Written exercise: Reproduce everything from the opening line of the material down to the line containing "[[[0,414],[0,503],[86,503],[91,485],[53,459],[23,422]]]", with both of those lines included and nothing changed.
** Begin Data shown **
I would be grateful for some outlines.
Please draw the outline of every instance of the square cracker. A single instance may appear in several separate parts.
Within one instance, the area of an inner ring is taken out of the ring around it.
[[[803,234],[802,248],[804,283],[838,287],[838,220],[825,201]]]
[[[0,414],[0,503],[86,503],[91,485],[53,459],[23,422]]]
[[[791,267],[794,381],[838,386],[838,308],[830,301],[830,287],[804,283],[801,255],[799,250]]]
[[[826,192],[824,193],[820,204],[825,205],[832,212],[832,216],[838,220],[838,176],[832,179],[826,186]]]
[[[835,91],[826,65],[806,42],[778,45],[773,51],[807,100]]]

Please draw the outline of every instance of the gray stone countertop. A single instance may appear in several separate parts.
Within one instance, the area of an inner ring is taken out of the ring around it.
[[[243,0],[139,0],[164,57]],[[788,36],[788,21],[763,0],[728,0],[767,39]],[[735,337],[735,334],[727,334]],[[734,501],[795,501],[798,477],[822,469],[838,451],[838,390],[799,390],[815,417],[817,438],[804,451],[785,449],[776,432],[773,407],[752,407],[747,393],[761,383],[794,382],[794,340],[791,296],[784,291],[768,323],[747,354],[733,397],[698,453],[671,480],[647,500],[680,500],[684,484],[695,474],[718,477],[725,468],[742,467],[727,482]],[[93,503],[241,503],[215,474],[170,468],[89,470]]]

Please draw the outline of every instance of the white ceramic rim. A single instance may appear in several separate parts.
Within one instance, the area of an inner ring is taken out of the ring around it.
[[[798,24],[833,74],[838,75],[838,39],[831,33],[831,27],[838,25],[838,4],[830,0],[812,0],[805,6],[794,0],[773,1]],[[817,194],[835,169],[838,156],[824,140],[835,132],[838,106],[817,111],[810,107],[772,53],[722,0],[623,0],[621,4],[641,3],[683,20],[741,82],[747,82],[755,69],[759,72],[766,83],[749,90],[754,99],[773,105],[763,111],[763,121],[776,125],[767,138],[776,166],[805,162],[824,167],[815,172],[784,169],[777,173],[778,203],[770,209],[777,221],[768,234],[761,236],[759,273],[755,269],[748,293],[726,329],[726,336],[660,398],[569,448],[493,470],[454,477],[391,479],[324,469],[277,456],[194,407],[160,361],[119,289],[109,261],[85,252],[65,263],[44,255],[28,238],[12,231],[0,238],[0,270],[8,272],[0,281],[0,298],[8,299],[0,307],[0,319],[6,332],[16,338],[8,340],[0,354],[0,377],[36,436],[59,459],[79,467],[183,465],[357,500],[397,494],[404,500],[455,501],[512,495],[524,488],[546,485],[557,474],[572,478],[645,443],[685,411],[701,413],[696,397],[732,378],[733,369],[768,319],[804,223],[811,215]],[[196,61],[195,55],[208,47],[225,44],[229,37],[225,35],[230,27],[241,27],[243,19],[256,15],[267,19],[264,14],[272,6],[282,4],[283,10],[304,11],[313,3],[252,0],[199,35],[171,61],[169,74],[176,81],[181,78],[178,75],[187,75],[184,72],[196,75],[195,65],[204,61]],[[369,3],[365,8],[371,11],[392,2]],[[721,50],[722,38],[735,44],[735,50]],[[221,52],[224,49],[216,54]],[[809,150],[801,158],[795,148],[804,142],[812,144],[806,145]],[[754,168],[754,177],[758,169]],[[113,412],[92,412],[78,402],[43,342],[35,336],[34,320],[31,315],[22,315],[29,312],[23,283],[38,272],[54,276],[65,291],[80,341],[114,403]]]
** End Data shown **
The response:
I would be grateful for some outlines.
Please draw the outline of every instance of the square cracker. A single instance may appear in several separate parts.
Within one instance, the area of an inner ring is taken out of the ring around it.
[[[803,234],[802,248],[804,283],[838,287],[838,220],[825,201]]]
[[[0,414],[0,503],[86,503],[91,485],[53,459],[23,422]]]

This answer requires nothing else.